Goal 1:
Answer these questions about the marathon story:
(a) What did the friends hand the runner as he went past BC?
(b) About how many runners were there in April of 1978?
(c) In what year was the runner's father lost to a heart attack?

Provided text:
________________________

On the way out of the house early on April 20, 1943, about to head to Hopkinton, my day was stopped by his dad.

"Where are you going?"

"I'm running. In the Marathon."

"You'll have a heart attack and die!"

"I'm gonna do it. I'll be fine."

And he went and he ran. And ran over Heartbreak Hill, the long, gradual climb out of Newton into Chestnut Hill and towards Boston. Those who have made it over say that what gets most runners is not the excruciating climb, but it's coming back down to BC – Boston College – where your tired legs are now hammered by gravity with every drop of your foot.

But before BC, at the center of the long jog through Newton, my dad saw his dad, one of the many who lined the route. His dad called out to him, "You're doing great. You're gonna make it!" My dad smiled and waved as he passed. Seeing his dad gave him that boost to get up and over Heartbreak Hill.

As I remember the story from when I grew up, my dad was greeted by his friends as he went past BC. "They had an ice cold Coke and grabbed me, declared victory and put me in the back of their convertible." He was a few miles from the finish but too weak to resist. "But I always wanted to finish."

35 years later ho got his chance.

He worked at it. He trained with friends. He ran. He built his heart and core.

In April of 1978 he headed out to Hopkinton, now one of about 5,000 runners. My mom worried about him.

My dad's father was not there. We lost him in 1953 to a heart attack. But he was there in spirit. And me, my mom and siblings and friends were all there.

________________________

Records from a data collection

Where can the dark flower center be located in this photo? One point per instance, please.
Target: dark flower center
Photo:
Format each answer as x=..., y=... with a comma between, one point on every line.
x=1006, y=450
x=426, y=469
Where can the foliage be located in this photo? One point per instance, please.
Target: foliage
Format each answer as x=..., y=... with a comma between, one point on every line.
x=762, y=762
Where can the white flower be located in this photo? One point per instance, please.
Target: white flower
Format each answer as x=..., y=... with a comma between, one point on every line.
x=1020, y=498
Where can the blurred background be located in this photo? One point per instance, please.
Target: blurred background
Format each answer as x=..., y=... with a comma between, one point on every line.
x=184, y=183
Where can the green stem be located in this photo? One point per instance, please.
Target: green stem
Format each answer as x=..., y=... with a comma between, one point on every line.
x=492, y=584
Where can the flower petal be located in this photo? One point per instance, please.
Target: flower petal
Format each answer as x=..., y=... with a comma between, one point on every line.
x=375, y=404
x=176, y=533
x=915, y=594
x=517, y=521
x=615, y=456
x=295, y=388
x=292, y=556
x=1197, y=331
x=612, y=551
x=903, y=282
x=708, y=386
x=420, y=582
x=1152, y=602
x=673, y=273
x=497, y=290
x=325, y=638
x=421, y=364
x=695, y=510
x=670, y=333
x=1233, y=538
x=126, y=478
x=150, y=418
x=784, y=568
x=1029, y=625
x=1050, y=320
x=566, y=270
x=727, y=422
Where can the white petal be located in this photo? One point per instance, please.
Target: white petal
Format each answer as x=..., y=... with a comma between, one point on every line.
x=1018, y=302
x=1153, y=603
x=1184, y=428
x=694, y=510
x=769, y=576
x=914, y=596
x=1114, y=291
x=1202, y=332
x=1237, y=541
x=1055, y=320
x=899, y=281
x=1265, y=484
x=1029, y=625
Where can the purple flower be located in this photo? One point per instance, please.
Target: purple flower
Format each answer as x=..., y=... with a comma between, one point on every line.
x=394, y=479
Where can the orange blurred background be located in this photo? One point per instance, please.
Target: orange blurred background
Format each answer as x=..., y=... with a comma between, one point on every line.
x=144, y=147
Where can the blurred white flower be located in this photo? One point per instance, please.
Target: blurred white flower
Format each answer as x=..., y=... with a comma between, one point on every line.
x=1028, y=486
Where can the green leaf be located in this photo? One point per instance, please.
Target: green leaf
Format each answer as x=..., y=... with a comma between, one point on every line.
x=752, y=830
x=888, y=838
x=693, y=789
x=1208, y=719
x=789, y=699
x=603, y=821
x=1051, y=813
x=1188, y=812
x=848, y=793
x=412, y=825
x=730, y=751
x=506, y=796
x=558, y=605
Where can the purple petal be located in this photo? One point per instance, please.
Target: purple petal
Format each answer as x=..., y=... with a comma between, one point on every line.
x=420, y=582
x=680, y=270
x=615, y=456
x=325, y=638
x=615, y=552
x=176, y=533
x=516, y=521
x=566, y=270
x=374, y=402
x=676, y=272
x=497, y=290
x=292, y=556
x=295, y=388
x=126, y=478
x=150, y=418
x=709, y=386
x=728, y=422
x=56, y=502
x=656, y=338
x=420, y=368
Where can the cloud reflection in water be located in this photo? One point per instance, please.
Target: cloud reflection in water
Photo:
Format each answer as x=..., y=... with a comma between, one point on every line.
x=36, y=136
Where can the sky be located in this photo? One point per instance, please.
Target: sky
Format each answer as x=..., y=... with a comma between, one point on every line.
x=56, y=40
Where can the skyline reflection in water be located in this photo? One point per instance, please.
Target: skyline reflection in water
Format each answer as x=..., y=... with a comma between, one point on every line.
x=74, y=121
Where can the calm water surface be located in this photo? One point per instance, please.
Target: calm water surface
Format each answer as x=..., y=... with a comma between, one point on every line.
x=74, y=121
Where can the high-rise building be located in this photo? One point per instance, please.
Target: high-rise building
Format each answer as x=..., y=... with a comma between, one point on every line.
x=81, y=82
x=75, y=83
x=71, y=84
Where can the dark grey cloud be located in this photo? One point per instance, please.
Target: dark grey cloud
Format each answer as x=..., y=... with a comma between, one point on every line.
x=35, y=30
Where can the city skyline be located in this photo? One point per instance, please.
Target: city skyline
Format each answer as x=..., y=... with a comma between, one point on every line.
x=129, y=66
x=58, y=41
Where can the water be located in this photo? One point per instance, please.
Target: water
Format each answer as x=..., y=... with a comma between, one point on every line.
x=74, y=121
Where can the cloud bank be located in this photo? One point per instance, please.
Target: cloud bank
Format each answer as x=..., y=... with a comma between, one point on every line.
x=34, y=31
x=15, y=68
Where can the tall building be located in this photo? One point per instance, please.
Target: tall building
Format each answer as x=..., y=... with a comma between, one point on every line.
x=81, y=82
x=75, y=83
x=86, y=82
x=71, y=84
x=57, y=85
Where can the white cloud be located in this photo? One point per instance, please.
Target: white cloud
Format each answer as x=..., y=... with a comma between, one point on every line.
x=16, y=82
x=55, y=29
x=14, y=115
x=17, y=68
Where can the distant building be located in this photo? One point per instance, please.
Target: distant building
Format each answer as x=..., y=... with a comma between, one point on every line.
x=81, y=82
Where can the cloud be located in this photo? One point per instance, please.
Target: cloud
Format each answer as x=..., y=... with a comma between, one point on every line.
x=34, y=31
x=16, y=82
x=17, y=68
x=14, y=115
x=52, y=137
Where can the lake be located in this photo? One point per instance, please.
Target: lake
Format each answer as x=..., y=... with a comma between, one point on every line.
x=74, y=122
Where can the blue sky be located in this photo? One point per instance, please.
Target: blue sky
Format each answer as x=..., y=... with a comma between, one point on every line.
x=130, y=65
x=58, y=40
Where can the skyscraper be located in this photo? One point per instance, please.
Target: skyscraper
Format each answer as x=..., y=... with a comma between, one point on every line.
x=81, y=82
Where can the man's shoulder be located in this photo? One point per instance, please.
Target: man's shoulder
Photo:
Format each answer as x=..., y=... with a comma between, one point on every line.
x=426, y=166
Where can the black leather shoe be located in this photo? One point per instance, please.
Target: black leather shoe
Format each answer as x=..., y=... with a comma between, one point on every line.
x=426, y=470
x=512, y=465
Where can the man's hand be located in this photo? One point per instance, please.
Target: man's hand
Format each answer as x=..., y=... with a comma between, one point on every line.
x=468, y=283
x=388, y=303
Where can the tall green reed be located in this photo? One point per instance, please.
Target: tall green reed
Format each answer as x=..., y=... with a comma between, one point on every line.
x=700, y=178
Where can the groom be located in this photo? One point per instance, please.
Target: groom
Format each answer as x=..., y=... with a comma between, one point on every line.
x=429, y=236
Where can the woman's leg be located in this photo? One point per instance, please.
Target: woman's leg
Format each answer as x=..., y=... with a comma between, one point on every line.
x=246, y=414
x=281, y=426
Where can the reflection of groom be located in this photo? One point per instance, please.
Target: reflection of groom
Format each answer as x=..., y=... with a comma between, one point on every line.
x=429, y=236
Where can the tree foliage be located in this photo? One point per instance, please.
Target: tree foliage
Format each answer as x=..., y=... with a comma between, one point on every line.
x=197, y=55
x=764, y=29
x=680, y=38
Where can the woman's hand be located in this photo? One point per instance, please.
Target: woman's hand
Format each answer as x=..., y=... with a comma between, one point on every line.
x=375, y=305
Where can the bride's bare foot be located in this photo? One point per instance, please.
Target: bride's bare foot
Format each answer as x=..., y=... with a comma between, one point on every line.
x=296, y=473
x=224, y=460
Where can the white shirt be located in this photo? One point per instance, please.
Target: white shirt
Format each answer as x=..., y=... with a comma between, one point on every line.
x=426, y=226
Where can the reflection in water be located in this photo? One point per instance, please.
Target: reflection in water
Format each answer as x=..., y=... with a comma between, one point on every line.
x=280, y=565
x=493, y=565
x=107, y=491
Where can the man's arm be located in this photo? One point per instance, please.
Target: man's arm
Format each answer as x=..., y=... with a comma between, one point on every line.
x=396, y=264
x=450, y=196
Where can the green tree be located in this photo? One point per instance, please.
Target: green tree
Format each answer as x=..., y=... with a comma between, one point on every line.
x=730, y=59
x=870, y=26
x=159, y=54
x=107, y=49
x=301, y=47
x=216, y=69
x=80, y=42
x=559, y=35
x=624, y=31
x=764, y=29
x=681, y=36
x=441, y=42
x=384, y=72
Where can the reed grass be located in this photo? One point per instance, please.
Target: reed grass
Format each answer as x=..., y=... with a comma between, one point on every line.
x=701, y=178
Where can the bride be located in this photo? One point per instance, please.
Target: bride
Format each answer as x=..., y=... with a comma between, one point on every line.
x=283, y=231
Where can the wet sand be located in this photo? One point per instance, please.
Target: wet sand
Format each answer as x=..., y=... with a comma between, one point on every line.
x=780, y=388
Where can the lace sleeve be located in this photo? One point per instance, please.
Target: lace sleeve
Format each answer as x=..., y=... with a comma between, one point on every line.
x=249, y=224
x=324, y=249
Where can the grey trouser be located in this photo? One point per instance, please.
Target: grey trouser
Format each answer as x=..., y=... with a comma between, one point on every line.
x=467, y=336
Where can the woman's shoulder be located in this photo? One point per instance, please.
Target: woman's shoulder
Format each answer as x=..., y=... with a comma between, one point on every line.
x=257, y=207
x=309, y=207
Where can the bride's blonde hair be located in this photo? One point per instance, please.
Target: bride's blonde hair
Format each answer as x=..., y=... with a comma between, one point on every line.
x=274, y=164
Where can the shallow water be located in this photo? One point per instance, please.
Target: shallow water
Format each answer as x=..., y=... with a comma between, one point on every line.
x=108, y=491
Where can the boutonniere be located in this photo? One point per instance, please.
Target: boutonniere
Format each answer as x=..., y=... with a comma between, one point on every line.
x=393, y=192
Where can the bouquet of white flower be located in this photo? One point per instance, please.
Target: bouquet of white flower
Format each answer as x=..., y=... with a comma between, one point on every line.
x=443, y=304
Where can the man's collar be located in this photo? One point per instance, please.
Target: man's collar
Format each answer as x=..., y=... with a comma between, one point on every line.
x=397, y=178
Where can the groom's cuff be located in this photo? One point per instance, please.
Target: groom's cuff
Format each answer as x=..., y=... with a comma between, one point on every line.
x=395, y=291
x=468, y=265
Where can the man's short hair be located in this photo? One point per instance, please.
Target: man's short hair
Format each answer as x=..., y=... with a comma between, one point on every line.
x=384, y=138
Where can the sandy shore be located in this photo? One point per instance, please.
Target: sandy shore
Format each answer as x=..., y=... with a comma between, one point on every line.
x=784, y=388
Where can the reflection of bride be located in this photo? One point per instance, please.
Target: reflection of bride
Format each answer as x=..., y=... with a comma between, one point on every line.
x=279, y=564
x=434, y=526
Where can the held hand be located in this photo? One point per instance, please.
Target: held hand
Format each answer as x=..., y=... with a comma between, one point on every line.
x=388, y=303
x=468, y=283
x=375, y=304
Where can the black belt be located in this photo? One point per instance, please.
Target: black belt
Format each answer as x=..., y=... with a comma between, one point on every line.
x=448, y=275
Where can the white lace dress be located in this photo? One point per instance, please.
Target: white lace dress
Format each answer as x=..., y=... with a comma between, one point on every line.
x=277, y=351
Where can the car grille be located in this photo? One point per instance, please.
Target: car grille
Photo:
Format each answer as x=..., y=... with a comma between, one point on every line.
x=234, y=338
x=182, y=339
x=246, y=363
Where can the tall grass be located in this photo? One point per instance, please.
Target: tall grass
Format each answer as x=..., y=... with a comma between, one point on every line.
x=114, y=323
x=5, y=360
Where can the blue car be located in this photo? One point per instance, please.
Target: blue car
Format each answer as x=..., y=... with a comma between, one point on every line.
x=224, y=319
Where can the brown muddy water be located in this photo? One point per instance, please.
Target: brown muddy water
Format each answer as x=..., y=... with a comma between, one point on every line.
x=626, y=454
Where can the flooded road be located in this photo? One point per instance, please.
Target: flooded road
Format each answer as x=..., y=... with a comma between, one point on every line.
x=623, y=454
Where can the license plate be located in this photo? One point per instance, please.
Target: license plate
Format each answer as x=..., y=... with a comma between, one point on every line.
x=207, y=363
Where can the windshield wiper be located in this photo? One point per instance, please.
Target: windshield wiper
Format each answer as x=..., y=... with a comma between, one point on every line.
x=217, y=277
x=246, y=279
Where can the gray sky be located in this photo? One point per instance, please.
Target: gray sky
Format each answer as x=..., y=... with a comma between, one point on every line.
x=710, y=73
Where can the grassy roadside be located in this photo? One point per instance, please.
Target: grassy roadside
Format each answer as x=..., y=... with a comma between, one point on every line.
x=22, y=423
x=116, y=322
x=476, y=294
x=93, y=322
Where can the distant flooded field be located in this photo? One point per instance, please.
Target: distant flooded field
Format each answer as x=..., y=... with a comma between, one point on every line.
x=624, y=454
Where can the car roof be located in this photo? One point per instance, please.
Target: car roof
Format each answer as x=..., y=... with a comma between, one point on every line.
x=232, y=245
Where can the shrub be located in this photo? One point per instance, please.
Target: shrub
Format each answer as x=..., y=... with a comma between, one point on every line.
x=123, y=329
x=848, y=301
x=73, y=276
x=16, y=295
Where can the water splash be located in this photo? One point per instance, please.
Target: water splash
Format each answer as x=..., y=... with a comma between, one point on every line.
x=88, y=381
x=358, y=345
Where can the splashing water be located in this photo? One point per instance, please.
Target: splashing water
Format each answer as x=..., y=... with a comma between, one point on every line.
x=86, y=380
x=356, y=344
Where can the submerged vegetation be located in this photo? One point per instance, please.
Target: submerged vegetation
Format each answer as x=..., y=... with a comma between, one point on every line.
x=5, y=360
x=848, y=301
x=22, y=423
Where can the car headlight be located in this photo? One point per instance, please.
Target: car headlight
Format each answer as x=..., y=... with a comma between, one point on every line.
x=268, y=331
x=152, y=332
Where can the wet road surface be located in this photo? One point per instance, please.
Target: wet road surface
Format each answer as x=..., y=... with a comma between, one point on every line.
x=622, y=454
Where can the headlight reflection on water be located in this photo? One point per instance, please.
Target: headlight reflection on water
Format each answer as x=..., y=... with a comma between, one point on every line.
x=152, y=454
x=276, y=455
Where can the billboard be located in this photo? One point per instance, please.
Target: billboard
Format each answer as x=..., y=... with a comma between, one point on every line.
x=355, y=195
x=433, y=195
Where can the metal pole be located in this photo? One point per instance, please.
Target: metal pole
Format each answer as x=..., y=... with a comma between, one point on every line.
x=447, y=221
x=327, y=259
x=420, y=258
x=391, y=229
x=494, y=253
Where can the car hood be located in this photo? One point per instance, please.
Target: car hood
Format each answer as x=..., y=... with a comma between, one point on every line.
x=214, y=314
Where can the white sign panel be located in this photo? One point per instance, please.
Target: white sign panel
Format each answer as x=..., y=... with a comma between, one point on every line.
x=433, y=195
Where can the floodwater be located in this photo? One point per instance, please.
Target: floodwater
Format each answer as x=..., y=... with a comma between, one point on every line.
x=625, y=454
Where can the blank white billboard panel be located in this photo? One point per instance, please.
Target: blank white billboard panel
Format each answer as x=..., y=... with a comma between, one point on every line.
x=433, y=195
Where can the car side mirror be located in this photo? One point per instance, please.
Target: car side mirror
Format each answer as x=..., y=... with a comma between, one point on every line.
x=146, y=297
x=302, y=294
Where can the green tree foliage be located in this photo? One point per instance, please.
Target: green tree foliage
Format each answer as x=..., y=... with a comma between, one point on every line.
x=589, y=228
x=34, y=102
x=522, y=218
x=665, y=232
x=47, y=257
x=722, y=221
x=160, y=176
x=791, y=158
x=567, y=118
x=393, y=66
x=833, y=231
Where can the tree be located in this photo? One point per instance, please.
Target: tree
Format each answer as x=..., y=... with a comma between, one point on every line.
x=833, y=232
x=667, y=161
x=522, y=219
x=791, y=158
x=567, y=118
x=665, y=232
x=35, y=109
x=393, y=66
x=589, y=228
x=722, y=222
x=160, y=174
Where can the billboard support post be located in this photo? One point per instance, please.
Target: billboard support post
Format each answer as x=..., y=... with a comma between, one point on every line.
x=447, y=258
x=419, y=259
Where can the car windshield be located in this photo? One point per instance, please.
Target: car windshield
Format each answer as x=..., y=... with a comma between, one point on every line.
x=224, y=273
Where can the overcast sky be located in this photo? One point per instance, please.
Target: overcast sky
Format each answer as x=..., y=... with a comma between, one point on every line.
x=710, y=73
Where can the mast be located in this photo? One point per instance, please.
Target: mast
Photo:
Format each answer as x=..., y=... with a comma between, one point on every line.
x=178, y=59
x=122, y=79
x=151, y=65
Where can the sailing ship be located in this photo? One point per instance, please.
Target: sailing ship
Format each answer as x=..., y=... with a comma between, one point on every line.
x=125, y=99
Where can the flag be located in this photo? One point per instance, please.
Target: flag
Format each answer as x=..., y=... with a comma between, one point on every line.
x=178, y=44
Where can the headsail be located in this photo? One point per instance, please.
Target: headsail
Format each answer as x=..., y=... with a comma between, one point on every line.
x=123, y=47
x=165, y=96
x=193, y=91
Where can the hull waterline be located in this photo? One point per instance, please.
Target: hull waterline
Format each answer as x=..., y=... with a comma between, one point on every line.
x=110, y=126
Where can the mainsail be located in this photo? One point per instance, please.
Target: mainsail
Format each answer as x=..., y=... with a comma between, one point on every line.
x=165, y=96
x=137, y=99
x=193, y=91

________________________

Goal 2: Could you replace "photo" with "image" in the records, taking everything from the line that contains "Where can the sandy" down to the line that contains "x=277, y=351", and return only those lines with nothing else changed?

Full answer 1:
(a) An ice cold Coke.
(b) About 5,000.
(c) 1953.

Full answer 2:
Where can the sandy shore be located in this image? One point per instance, please.
Target: sandy shore
Format each answer as x=..., y=... with a comma between, one point on every line.
x=784, y=388
Where can the reflection of bride be located in this image? One point per instance, please.
Target: reflection of bride
Format each answer as x=..., y=... with a comma between, one point on every line.
x=279, y=564
x=434, y=526
Where can the held hand be located in this image? One point per instance, please.
Target: held hand
Format each answer as x=..., y=... with a comma between, one point on every line.
x=388, y=303
x=468, y=283
x=375, y=304
Where can the black belt be located in this image? One point per instance, please.
Target: black belt
Format each answer as x=..., y=... with a comma between, one point on every line.
x=448, y=275
Where can the white lace dress be located in this image? One point per instance, please.
Target: white lace dress
Format each answer as x=..., y=... with a comma between, one point on every line.
x=277, y=351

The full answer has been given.